The answer must consist of each line below that holds the word "kitchen", copied as it stands.

Collection entries:
────────────────

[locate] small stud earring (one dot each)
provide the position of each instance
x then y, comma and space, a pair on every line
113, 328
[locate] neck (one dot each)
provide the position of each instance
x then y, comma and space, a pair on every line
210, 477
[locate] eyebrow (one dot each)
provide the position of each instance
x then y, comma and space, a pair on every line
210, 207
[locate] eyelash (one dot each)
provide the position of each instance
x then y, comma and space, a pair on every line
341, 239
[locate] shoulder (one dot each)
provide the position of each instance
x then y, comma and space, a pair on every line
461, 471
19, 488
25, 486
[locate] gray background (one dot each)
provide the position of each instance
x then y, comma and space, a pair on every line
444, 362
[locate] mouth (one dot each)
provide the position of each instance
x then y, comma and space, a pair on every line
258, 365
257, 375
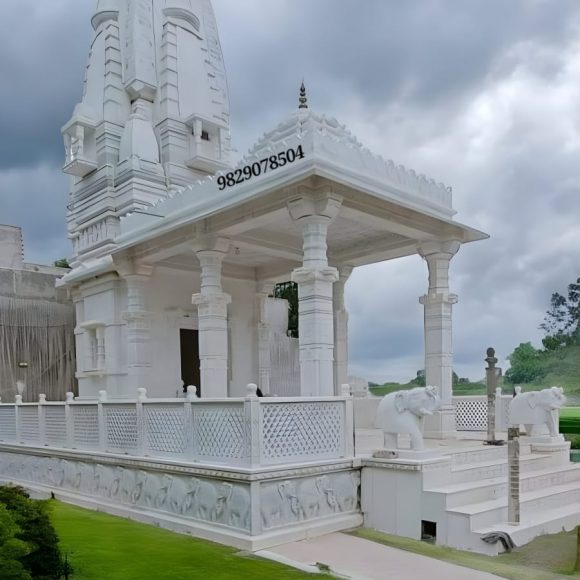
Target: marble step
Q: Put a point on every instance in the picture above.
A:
(457, 494)
(483, 455)
(550, 521)
(493, 512)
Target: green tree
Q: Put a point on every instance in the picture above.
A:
(289, 291)
(12, 550)
(561, 320)
(525, 364)
(32, 517)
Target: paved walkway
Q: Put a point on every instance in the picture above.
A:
(362, 559)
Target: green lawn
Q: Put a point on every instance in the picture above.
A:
(570, 420)
(103, 547)
(546, 558)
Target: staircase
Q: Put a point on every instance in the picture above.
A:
(469, 497)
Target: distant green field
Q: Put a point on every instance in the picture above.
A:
(471, 389)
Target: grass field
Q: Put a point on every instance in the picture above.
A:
(570, 420)
(546, 558)
(103, 547)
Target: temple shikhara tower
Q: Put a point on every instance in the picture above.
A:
(185, 265)
(158, 215)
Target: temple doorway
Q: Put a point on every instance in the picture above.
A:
(189, 344)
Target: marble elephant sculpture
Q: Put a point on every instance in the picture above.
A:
(534, 408)
(403, 412)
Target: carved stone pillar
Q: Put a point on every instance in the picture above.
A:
(340, 331)
(138, 334)
(263, 328)
(315, 280)
(212, 304)
(438, 306)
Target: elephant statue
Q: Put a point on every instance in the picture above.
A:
(535, 408)
(403, 412)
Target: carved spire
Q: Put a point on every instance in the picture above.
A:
(303, 98)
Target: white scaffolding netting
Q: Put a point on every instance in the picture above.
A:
(41, 334)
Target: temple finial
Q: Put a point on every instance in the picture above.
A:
(303, 98)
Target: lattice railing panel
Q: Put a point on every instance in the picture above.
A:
(55, 426)
(471, 414)
(218, 432)
(7, 424)
(291, 431)
(29, 428)
(85, 426)
(165, 429)
(121, 427)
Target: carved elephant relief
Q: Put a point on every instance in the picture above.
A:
(279, 503)
(346, 490)
(233, 506)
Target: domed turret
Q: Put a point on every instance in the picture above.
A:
(106, 10)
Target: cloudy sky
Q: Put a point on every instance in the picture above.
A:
(481, 94)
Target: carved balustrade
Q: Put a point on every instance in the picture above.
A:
(246, 432)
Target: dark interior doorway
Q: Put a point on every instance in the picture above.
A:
(189, 343)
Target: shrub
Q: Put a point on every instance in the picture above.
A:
(35, 529)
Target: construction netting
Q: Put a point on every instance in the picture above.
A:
(36, 347)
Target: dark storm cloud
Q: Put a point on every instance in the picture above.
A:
(481, 94)
(43, 49)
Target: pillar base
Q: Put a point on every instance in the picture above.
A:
(441, 425)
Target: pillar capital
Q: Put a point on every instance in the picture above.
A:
(438, 298)
(436, 247)
(207, 243)
(211, 300)
(318, 207)
(305, 275)
(128, 267)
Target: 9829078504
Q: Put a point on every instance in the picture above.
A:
(260, 167)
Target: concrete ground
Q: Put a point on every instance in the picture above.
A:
(361, 559)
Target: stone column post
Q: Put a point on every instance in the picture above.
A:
(340, 331)
(212, 304)
(438, 304)
(263, 328)
(314, 213)
(138, 327)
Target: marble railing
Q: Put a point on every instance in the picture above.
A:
(249, 432)
(471, 412)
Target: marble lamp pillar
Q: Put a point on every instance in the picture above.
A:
(212, 304)
(438, 308)
(314, 214)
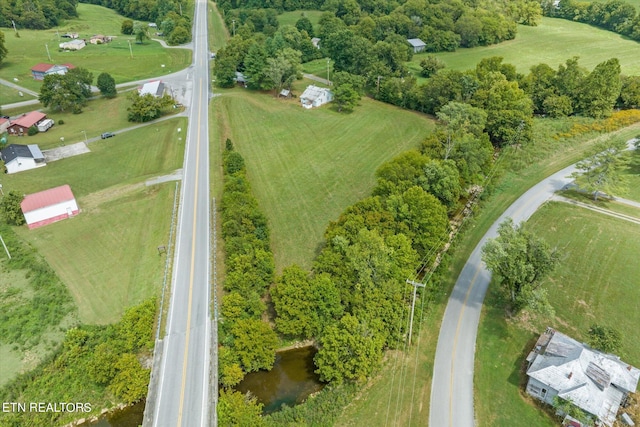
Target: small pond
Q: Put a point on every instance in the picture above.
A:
(290, 382)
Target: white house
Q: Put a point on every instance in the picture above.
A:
(154, 88)
(314, 96)
(417, 45)
(75, 44)
(595, 382)
(18, 158)
(49, 206)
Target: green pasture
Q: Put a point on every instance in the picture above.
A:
(107, 255)
(10, 95)
(290, 18)
(595, 283)
(552, 42)
(114, 58)
(307, 166)
(100, 115)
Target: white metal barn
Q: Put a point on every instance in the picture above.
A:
(315, 96)
(19, 158)
(49, 206)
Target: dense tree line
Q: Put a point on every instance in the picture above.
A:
(247, 343)
(36, 14)
(613, 15)
(167, 14)
(109, 357)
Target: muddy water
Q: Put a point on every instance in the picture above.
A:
(290, 381)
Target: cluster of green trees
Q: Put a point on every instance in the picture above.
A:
(247, 343)
(36, 14)
(444, 26)
(109, 357)
(613, 15)
(70, 91)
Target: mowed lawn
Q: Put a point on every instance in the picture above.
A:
(114, 58)
(596, 282)
(552, 42)
(107, 255)
(307, 166)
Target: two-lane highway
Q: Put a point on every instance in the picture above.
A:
(183, 383)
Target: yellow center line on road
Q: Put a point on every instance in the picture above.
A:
(193, 260)
(455, 344)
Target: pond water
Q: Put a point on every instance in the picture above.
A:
(290, 382)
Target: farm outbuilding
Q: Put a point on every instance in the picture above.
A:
(49, 206)
(597, 383)
(18, 158)
(314, 96)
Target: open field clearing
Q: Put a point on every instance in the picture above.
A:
(107, 255)
(113, 58)
(552, 42)
(307, 166)
(596, 282)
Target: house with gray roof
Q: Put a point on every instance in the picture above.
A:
(594, 381)
(18, 158)
(417, 45)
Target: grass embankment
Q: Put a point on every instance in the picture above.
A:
(307, 166)
(519, 169)
(114, 58)
(552, 42)
(595, 283)
(107, 255)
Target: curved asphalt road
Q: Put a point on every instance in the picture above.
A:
(183, 386)
(452, 386)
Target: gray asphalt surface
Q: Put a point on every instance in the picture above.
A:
(452, 386)
(183, 387)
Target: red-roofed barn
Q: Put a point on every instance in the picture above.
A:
(49, 206)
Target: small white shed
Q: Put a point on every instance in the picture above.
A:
(19, 158)
(49, 206)
(315, 96)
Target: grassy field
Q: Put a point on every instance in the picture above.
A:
(9, 95)
(595, 283)
(290, 18)
(307, 166)
(107, 255)
(552, 42)
(113, 58)
(100, 115)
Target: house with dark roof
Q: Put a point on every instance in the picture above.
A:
(155, 88)
(598, 383)
(39, 71)
(314, 96)
(18, 158)
(49, 206)
(21, 125)
(417, 45)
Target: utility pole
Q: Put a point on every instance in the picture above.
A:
(5, 247)
(413, 305)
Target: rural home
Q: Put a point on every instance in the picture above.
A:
(4, 124)
(417, 45)
(49, 206)
(39, 71)
(75, 44)
(314, 96)
(18, 158)
(21, 125)
(99, 39)
(596, 382)
(154, 88)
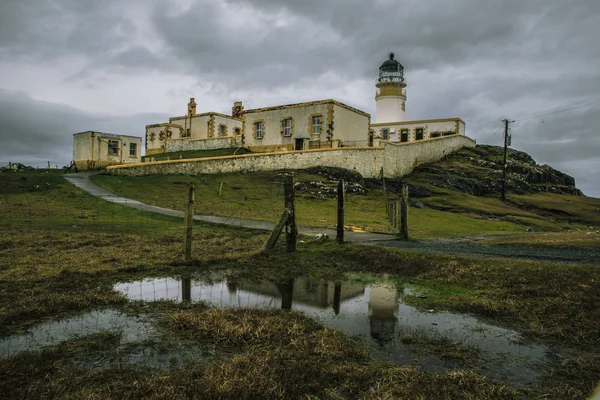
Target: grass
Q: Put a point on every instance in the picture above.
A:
(196, 154)
(580, 239)
(259, 196)
(54, 263)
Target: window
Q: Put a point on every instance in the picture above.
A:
(316, 123)
(113, 147)
(287, 127)
(404, 135)
(419, 134)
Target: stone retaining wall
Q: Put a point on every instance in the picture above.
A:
(187, 144)
(396, 160)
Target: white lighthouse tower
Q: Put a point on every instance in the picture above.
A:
(391, 95)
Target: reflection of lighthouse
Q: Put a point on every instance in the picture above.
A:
(383, 303)
(286, 290)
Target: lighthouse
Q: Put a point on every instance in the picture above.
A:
(391, 95)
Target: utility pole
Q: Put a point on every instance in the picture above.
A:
(506, 122)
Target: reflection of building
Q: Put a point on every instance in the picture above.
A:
(383, 304)
(306, 291)
(97, 149)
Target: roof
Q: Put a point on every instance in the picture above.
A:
(307, 104)
(108, 134)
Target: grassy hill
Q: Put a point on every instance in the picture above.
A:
(62, 251)
(455, 197)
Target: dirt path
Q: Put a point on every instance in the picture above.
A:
(464, 246)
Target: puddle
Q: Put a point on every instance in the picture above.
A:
(373, 312)
(139, 343)
(52, 333)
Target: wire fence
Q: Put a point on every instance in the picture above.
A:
(55, 207)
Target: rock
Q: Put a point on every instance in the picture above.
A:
(478, 171)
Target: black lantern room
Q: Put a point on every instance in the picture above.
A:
(391, 71)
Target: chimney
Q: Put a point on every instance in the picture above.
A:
(238, 110)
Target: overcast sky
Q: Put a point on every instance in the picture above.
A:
(116, 66)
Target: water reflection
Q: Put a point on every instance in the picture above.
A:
(383, 303)
(374, 312)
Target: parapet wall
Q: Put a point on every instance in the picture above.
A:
(401, 158)
(187, 144)
(396, 160)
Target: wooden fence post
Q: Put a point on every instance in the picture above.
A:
(189, 219)
(186, 289)
(340, 193)
(291, 231)
(404, 211)
(397, 218)
(275, 233)
(337, 296)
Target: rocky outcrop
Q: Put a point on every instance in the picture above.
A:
(478, 171)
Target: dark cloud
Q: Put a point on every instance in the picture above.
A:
(481, 61)
(35, 131)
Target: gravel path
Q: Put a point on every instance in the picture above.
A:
(463, 246)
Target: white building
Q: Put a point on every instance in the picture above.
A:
(390, 121)
(303, 126)
(98, 149)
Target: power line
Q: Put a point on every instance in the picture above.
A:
(567, 107)
(494, 134)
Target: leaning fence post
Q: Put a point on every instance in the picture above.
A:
(397, 217)
(291, 232)
(189, 219)
(274, 235)
(340, 193)
(404, 212)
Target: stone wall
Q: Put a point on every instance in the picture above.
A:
(396, 160)
(401, 158)
(199, 144)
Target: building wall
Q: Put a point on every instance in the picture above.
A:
(82, 147)
(397, 160)
(230, 125)
(351, 128)
(199, 125)
(199, 144)
(389, 109)
(436, 126)
(90, 149)
(273, 125)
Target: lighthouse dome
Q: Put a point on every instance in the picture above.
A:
(391, 70)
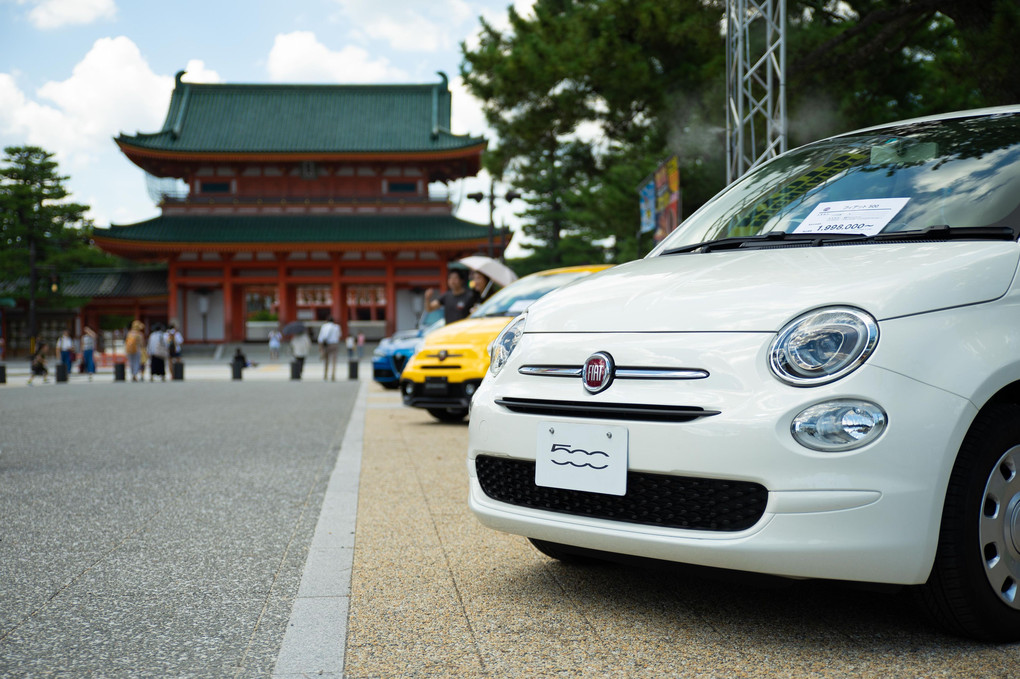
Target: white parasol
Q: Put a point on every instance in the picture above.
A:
(495, 270)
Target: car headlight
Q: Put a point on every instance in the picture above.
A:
(823, 346)
(838, 425)
(507, 341)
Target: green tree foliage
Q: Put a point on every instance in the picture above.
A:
(41, 233)
(588, 97)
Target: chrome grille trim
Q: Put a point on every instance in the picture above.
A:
(620, 373)
(614, 411)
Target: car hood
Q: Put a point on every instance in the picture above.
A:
(399, 345)
(470, 331)
(762, 290)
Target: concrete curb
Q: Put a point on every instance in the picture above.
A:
(316, 634)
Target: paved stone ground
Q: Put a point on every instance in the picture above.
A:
(173, 540)
(437, 594)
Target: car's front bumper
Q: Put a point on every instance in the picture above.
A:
(438, 392)
(868, 515)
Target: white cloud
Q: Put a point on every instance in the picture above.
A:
(110, 91)
(408, 25)
(467, 117)
(196, 71)
(47, 14)
(300, 57)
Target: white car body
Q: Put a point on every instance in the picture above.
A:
(949, 314)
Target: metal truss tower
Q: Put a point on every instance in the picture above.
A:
(756, 83)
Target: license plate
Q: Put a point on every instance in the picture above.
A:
(436, 386)
(581, 457)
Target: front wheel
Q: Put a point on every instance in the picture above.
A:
(448, 414)
(974, 586)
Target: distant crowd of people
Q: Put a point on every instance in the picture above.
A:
(162, 347)
(157, 352)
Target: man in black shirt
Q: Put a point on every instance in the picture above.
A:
(457, 301)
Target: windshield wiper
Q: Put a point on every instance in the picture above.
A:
(947, 232)
(938, 232)
(762, 239)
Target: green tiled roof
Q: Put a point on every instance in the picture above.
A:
(305, 118)
(114, 282)
(297, 228)
(101, 282)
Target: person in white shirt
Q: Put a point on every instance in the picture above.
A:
(300, 345)
(158, 354)
(328, 341)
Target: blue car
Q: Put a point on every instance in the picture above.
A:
(394, 352)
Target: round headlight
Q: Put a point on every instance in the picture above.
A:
(823, 346)
(838, 425)
(504, 345)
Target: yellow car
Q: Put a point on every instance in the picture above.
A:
(445, 373)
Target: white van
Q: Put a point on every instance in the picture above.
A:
(816, 375)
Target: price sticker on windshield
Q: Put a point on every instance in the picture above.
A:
(867, 217)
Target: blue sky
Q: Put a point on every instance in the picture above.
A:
(74, 73)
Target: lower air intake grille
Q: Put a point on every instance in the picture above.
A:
(656, 500)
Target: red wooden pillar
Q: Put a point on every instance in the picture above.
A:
(339, 307)
(286, 298)
(230, 301)
(172, 314)
(390, 310)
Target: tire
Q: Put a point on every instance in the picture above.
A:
(974, 586)
(448, 414)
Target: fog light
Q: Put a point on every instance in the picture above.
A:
(838, 425)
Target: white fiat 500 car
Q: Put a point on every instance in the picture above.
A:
(816, 375)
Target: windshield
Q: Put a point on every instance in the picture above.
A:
(961, 173)
(517, 297)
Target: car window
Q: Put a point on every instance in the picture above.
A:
(962, 173)
(517, 297)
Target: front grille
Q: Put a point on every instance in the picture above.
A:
(614, 411)
(656, 500)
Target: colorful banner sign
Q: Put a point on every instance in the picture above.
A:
(660, 200)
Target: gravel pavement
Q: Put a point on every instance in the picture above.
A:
(205, 529)
(160, 529)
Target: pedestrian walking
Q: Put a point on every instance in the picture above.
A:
(89, 351)
(134, 344)
(457, 301)
(39, 364)
(158, 353)
(65, 350)
(328, 341)
(300, 346)
(174, 346)
(274, 337)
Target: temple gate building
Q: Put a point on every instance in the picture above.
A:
(300, 201)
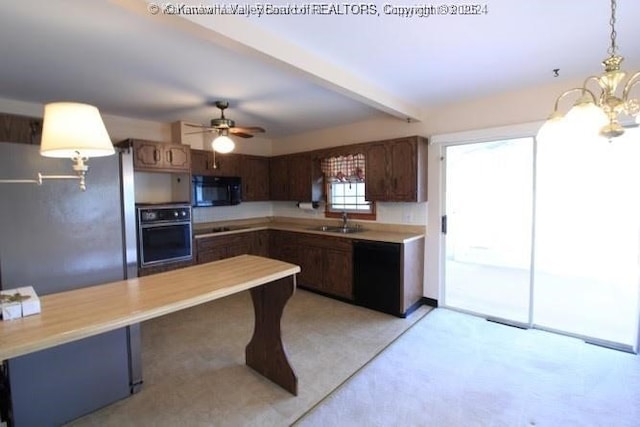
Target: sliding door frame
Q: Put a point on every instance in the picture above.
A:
(435, 241)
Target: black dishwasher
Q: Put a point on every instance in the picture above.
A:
(376, 275)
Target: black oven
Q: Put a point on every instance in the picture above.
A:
(164, 234)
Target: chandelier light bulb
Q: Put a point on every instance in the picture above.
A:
(597, 113)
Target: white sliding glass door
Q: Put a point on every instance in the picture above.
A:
(546, 234)
(587, 238)
(489, 194)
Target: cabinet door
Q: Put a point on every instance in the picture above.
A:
(403, 174)
(254, 171)
(260, 243)
(26, 130)
(147, 155)
(376, 172)
(299, 167)
(201, 162)
(177, 157)
(338, 273)
(311, 267)
(238, 244)
(278, 178)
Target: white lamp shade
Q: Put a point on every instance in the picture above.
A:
(71, 129)
(223, 144)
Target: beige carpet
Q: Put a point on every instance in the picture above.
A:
(194, 371)
(456, 370)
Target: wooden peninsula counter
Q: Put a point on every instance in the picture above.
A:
(77, 314)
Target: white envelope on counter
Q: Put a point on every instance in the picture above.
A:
(19, 302)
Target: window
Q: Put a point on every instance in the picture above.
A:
(344, 179)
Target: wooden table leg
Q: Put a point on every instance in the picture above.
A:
(265, 352)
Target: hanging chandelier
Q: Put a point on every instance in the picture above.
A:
(597, 113)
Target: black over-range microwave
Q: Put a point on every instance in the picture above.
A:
(215, 190)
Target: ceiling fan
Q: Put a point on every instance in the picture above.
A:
(222, 125)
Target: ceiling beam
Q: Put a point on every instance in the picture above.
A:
(238, 34)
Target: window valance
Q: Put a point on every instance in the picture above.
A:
(344, 168)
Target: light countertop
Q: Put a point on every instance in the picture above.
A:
(374, 232)
(80, 313)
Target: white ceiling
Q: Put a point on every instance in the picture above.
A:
(296, 73)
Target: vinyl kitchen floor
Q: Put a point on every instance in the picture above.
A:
(194, 371)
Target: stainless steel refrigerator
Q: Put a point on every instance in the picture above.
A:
(55, 237)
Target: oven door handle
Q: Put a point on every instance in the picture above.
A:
(164, 224)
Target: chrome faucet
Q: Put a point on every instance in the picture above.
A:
(345, 218)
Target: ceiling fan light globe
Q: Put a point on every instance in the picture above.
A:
(223, 144)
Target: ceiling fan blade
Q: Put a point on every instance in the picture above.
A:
(249, 129)
(193, 125)
(241, 134)
(200, 131)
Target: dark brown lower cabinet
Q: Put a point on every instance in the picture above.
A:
(214, 248)
(160, 268)
(325, 261)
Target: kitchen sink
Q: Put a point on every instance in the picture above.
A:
(338, 229)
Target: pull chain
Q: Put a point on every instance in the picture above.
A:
(612, 22)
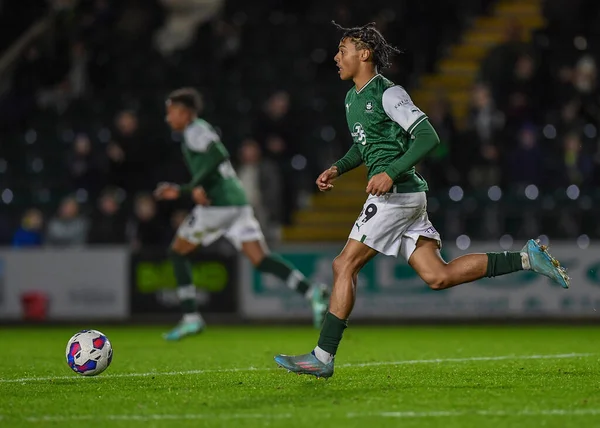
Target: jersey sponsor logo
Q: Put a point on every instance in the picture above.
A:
(402, 102)
(431, 231)
(358, 134)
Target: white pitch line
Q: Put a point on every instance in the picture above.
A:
(156, 417)
(460, 360)
(445, 414)
(398, 415)
(349, 365)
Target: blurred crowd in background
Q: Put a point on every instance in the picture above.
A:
(84, 141)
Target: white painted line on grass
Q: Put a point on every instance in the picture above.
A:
(349, 365)
(460, 360)
(156, 417)
(265, 416)
(446, 414)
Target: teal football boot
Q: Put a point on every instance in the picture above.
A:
(305, 364)
(186, 328)
(542, 262)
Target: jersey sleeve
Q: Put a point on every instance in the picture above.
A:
(199, 137)
(400, 108)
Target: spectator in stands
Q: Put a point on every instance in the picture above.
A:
(108, 220)
(126, 155)
(83, 165)
(68, 227)
(263, 185)
(29, 234)
(145, 228)
(177, 217)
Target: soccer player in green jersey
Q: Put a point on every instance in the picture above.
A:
(390, 136)
(222, 210)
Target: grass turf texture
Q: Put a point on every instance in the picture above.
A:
(502, 389)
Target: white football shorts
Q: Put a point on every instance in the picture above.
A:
(391, 224)
(204, 225)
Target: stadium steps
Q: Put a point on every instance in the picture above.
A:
(457, 72)
(330, 216)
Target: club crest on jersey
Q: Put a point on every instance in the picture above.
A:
(358, 134)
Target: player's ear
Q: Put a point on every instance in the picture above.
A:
(365, 55)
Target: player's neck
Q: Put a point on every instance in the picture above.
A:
(362, 78)
(191, 122)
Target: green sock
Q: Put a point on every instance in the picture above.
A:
(331, 333)
(503, 263)
(186, 291)
(285, 271)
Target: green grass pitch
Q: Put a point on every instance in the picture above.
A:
(385, 377)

────────────────

→ **RESULT OF THIS EXERCISE**
Target: vinyl kitchen floor
Target: kitchen sink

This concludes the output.